# [Records from a point labeling set]

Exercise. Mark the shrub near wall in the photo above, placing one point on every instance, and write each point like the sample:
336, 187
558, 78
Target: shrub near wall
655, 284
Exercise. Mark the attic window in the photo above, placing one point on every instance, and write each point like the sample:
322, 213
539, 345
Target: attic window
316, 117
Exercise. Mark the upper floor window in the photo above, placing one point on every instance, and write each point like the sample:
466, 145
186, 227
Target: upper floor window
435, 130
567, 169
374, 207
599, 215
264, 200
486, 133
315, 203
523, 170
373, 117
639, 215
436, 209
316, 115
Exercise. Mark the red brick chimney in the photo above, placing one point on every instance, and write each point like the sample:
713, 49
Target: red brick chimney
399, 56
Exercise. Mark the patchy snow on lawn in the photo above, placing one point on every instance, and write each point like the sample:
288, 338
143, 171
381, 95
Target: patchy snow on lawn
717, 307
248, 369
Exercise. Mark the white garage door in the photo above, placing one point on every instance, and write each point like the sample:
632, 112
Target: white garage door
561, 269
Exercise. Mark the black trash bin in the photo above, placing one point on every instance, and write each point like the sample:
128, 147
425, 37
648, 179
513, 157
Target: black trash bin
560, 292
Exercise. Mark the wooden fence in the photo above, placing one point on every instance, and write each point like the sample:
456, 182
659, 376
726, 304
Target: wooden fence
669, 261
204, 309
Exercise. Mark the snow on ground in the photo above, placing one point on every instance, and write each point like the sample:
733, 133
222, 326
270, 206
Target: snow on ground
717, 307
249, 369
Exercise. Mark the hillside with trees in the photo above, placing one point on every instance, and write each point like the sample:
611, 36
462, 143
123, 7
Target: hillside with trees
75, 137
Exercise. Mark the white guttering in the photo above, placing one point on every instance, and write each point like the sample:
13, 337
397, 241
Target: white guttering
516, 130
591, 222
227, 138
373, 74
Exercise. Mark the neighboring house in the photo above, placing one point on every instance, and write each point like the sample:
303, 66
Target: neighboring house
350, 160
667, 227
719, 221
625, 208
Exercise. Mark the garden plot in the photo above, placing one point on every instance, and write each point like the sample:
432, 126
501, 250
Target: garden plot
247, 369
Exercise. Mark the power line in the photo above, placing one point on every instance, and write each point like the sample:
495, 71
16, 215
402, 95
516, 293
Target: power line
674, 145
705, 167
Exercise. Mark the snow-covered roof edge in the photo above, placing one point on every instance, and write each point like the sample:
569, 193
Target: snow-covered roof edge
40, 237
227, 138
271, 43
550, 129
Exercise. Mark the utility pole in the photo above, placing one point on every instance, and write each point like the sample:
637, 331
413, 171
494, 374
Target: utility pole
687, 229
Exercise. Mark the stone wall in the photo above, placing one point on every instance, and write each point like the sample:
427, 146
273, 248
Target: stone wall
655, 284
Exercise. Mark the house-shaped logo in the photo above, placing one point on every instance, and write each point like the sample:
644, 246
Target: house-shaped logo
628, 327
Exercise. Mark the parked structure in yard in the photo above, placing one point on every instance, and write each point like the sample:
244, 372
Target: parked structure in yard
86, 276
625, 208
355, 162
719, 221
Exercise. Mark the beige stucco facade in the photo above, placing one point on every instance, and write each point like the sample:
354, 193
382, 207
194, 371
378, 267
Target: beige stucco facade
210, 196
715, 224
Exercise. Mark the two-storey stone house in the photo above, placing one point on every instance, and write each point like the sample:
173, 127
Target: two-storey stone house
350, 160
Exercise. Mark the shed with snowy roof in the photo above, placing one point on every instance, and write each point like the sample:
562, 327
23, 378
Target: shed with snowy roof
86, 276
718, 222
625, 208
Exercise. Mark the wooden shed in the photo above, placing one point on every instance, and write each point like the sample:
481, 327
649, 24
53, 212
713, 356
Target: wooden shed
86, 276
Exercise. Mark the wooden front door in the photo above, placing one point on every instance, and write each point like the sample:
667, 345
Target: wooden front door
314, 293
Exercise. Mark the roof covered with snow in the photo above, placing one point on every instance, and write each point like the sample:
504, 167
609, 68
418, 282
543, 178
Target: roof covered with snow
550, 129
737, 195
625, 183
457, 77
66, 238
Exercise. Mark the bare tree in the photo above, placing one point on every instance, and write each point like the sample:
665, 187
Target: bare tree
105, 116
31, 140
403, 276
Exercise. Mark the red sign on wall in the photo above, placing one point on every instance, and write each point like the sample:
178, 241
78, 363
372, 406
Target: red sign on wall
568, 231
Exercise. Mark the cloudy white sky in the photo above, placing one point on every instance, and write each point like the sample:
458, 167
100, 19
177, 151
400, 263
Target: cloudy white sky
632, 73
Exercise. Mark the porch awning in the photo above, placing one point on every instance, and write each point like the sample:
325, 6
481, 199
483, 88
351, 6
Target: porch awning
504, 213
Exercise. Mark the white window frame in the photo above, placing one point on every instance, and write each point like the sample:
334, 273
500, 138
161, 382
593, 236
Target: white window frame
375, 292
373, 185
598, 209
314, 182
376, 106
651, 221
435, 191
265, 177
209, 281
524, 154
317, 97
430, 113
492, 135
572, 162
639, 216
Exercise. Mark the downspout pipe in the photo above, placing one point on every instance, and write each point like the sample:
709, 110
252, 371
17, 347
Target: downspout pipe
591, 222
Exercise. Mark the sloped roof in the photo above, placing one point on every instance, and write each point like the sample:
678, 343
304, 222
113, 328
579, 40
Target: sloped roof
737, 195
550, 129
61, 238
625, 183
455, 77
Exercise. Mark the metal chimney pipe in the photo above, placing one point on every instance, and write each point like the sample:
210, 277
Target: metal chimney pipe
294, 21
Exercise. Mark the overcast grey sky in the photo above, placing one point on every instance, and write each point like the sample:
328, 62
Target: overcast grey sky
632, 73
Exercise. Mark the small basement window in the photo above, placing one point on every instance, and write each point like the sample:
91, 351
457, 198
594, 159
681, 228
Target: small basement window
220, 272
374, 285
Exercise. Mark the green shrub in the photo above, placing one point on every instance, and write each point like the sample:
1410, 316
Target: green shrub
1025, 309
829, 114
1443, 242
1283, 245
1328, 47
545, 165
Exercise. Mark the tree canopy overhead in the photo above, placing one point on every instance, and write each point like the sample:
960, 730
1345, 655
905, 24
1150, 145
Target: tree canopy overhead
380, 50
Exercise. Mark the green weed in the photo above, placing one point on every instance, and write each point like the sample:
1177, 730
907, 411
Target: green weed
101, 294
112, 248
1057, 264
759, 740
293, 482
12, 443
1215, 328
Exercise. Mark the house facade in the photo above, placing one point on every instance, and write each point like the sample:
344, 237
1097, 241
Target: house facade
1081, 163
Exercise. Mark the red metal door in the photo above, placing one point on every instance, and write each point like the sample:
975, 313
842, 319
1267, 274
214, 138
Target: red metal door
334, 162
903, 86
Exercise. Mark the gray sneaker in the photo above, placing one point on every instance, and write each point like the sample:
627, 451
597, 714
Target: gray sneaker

# [Exercise brief]
Retype exactly the lines from the one containing "Exercise. Mark the green shrub" through the last line of the records above, including both.

# [Exercise response]
Exercise. Mark the green shrub in the photo above, placing one point on every instance, and write each point like the sample:
1410, 316
Target: green shrub
1025, 309
829, 114
1443, 242
1283, 245
1328, 47
545, 165
Exercise. Mark the tree canopy overhead in the photo above, placing one point on every instance, and write each point like the sample:
960, 730
1345, 655
905, 24
1150, 145
Target: tree canopy overhead
380, 50
Exercise. Mark the green weed in the photo above, placing one point on every instance, and write each point like the sample:
1177, 730
907, 411
Target: green weed
101, 294
112, 248
1057, 264
759, 740
293, 482
12, 443
1215, 328
Exercise. Mark the house facade in the photo above, placing one point on every instance, and write each point like the sample:
344, 237
1097, 241
Target: house facade
1081, 163
Exercise. Mark the red metal door in the photo above, placing one point on every instance, and write each point like the sample:
975, 313
842, 319
1267, 274
214, 138
Target: red metal door
334, 162
903, 86
Exercise. Mark the gray sneaker in the photo above, placing one point on every instance, and write each point like the sample:
627, 451
597, 714
Target: gray sneaker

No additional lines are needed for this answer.